_PAGE EXCERPT_
☆ ☆ ☆ ☆ ☆ ☆ ☆

# '14 Audi RS6 announced, what does everyone think?



## bm323 (Jul 14, 2010)

Trust the Audifanboy to introduce us the new RS6 

My bets are that it will still be an understeering, front heavy car with steering feel worse than the F10 (since they haven't solve their perennial weaknesses in the 2013 S8); but yes, faster than the M5 in the straights


----------



## Keyser Soze (Oct 24, 2003)

SuperTerp said:


> Lol reminds me of dragon skin
> 
> Would peak my interest if I didn't feel like I should have a carseat and my kid is an honor roll student sticker on the back.


Chicken wire


----------



## AutoUnion (Apr 11, 2005)

bm323 said:


> Trust the Audifanboy to introduce us the new RS6
> 
> My bets are that it will still be an understeering, front heavy car with steering feel worse than the F10 (since they haven't solve their perennial weaknesses in the 2013 S8); but yes, faster than the M5 in the straights


Meanwhile, over at BMW, this beauty is being made


----------



## Ajax (Feb 1, 2002)

SW logic:

It's really nice to haul ass whenever you want to, and your bike will actually fit in the back without much contortion and luck...

I like it, but am skeptical about Audi's reliability.


----------



## AutoUnion (Apr 11, 2005)

Ajax said:


> I like it, but am skeptical about Audi's reliability.


You mean the same brand that has better than BMW for the last couple years?


----------



## bm323 (Jul 14, 2010)

AutoUnion said:


> Meanwhile, over at BMW, this beauty is being made


Yup, you mean this http://2.bp.blogspot.com/-Kj0iaVcDO...ONG4M2ij10/s1600/2014-BMW-4-Series-Coupe-.jpg

http://2.bp.blogspot.com/-Kj0iaVcDO...ONG4M2ij10/s1600/2014-BMW-4-Series-Coupe-.jpg

Allow me to introduce the biggest Audifanboy on the F10 bimmerfest forum "Auto Union was an amalgamation of four German automobile manufacturers, founded in 1932 and established in 1936 in Chemnitz, Saxony, during the Great Depression. The company has evolved into present day Audi, as a subsidiary of Volkswagen Group" http://en.wikipedia.org/wiki/Auto_Union

who keeps lambasting the F10 whenever there is an opportunity to  one who feels jabbed whenever Audi or their cars are spoken ill of; one who claims he has the X5


----------



## AutoUnion (Apr 11, 2005)

☆ ☆ ☆ ☆ ☆ ☆ ☆

_WRITTEN PROBLEM_
Copy the part of the Audi RS6 thread between "## Keyser Soze" and "on the back.", inclusive, and switch "dragon skin" to "alligator hide". The items that come next have nothing to do with the Audi RS6 thread.

☆ ☆ ☆ ☆ ☆ ☆ ☆

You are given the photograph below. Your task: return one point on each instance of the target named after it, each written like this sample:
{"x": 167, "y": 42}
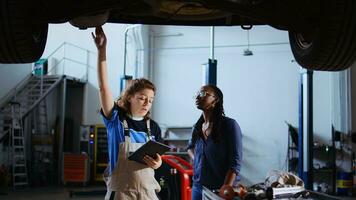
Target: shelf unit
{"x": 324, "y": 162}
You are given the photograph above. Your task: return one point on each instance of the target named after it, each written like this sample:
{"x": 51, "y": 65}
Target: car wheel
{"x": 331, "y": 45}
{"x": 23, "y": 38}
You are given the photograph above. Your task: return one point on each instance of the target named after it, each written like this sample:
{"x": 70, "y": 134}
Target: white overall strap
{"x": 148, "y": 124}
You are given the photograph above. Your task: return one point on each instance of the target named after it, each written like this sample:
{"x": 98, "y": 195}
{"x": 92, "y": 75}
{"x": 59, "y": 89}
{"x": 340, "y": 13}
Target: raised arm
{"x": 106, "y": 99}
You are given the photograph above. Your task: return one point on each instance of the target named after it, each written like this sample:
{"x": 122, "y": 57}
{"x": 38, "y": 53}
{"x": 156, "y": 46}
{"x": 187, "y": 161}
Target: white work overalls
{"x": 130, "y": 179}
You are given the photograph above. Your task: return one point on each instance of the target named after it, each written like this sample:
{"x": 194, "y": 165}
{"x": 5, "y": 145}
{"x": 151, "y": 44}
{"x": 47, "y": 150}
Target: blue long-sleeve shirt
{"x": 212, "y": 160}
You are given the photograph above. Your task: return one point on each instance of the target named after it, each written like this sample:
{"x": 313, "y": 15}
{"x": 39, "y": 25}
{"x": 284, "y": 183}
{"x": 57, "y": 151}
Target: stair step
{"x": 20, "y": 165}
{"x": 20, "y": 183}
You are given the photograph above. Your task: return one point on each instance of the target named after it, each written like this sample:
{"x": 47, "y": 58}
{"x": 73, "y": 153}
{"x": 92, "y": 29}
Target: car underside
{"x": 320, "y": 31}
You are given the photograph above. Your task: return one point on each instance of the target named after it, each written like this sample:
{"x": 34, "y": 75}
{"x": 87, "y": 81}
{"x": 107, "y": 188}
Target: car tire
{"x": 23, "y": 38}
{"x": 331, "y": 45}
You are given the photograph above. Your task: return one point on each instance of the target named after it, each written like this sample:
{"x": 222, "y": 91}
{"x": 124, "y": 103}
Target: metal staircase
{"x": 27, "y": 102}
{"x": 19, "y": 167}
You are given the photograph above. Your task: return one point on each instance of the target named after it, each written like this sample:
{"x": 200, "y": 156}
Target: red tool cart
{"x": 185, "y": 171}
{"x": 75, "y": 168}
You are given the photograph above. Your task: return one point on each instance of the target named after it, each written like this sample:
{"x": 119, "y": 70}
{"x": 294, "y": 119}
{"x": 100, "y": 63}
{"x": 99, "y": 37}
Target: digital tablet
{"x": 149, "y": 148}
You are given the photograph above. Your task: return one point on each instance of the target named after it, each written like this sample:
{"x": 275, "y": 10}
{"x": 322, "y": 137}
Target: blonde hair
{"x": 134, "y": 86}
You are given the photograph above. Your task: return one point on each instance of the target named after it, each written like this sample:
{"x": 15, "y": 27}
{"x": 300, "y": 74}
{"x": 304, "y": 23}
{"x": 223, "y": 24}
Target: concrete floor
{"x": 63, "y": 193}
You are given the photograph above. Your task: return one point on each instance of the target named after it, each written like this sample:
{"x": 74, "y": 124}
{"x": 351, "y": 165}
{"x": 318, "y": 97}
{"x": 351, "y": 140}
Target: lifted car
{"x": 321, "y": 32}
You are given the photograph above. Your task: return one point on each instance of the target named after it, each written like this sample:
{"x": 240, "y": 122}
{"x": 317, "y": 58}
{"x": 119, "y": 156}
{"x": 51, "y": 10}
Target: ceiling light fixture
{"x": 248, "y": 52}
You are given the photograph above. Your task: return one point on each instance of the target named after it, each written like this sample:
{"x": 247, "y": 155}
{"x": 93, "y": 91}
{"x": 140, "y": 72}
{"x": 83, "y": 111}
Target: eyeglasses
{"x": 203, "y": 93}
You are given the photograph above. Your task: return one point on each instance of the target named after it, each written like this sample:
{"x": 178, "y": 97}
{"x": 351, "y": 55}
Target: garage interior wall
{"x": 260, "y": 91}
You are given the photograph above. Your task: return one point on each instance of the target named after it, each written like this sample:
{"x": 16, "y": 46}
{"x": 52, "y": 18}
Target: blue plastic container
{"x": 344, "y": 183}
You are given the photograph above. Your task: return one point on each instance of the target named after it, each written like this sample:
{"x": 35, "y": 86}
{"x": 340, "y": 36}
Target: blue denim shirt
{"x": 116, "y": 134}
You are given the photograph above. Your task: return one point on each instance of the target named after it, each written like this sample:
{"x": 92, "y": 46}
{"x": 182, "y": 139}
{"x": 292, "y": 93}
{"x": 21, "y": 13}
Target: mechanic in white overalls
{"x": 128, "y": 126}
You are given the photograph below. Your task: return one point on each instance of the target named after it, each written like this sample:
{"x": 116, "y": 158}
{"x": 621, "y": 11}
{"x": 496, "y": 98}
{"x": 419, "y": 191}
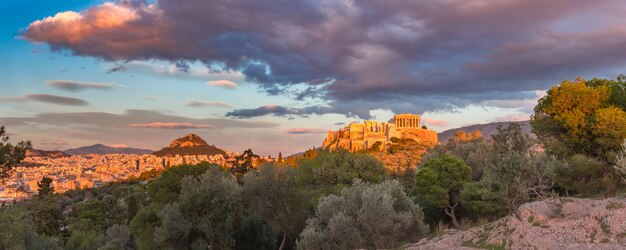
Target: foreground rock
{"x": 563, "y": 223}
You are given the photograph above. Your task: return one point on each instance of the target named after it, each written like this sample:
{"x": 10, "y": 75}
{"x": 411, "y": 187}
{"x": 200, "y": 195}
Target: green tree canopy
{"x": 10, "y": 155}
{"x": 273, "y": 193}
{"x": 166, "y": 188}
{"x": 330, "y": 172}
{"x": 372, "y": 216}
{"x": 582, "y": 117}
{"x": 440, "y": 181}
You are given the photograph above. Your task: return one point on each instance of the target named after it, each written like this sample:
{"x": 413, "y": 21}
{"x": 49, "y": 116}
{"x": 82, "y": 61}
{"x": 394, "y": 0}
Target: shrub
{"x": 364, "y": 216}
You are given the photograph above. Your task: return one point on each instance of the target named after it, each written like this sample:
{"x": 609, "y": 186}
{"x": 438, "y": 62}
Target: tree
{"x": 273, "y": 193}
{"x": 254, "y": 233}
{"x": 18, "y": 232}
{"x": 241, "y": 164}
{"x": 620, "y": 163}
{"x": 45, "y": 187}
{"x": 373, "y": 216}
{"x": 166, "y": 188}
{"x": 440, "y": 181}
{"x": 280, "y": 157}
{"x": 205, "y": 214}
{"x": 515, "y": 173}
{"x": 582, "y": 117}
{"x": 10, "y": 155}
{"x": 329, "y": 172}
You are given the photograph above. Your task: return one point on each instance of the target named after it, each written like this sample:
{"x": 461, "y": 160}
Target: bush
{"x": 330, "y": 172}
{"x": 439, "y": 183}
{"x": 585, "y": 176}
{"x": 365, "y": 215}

☆ ☆ ☆ ☆ ☆ ☆ ☆

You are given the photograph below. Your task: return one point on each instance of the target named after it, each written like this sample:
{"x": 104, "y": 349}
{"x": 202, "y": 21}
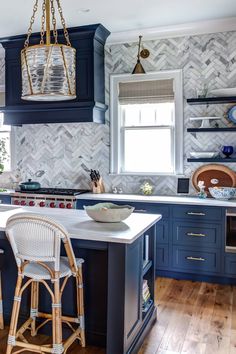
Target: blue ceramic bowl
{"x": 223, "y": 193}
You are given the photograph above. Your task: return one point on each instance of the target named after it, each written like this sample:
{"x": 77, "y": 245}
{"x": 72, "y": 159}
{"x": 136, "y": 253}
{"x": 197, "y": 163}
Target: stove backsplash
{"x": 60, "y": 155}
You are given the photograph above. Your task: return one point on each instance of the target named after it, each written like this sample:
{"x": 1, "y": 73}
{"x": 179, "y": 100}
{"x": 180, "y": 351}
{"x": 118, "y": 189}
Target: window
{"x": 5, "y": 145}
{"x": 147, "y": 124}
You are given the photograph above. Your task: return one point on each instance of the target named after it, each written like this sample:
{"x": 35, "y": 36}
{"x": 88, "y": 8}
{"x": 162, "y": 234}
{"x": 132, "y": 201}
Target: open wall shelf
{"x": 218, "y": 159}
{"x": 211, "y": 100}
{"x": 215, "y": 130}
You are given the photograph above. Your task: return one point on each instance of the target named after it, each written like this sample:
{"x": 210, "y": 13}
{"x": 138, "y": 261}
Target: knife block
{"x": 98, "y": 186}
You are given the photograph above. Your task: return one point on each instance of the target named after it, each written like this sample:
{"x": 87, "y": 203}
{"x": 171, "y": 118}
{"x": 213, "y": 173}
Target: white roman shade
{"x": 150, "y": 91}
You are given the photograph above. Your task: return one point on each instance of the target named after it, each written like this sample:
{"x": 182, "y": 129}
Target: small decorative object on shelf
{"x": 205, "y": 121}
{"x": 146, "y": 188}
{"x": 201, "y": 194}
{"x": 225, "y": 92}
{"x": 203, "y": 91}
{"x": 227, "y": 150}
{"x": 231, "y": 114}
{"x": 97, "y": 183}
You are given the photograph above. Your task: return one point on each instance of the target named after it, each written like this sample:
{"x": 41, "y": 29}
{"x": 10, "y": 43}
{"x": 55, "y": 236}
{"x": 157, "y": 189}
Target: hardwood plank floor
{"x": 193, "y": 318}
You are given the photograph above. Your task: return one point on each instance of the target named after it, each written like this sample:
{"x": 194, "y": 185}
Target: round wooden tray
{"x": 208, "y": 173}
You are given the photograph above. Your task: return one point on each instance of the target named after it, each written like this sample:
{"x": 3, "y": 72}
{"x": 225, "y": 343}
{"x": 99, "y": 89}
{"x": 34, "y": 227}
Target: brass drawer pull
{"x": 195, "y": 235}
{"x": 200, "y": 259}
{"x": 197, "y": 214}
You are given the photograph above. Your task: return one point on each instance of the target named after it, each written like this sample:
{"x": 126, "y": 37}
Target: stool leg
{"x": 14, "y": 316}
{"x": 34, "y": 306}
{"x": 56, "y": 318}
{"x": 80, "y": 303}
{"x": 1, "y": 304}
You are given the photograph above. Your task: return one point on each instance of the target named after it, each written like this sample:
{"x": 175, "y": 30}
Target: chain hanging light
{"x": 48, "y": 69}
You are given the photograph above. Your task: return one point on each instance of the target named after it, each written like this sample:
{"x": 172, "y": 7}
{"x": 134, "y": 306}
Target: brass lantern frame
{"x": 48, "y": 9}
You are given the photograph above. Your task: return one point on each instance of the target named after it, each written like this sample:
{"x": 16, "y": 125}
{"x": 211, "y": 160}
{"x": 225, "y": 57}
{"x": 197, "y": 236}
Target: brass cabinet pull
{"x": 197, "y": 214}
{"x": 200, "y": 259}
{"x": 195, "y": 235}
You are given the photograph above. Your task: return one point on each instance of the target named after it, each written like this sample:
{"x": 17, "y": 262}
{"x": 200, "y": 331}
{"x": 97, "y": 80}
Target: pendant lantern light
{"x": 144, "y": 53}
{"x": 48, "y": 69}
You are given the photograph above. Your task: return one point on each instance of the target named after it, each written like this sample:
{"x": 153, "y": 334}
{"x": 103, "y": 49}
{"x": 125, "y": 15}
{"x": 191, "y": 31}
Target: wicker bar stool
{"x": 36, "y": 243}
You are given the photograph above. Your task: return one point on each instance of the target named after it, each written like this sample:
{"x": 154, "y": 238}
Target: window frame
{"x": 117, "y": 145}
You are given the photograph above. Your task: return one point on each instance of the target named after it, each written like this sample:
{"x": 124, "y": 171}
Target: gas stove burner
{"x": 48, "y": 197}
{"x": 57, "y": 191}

☆ ☆ ☆ ☆ ☆ ☆ ☆

_TASK SOLUTION_
## Keyser Soze (Oct 24, 2003)

SuperTerp said:


> Lol reminds me of alligator hide
> 
> Would peak my interest if I didn't feel like I should have a carseat and my kid is an honor roll student sticker on the back.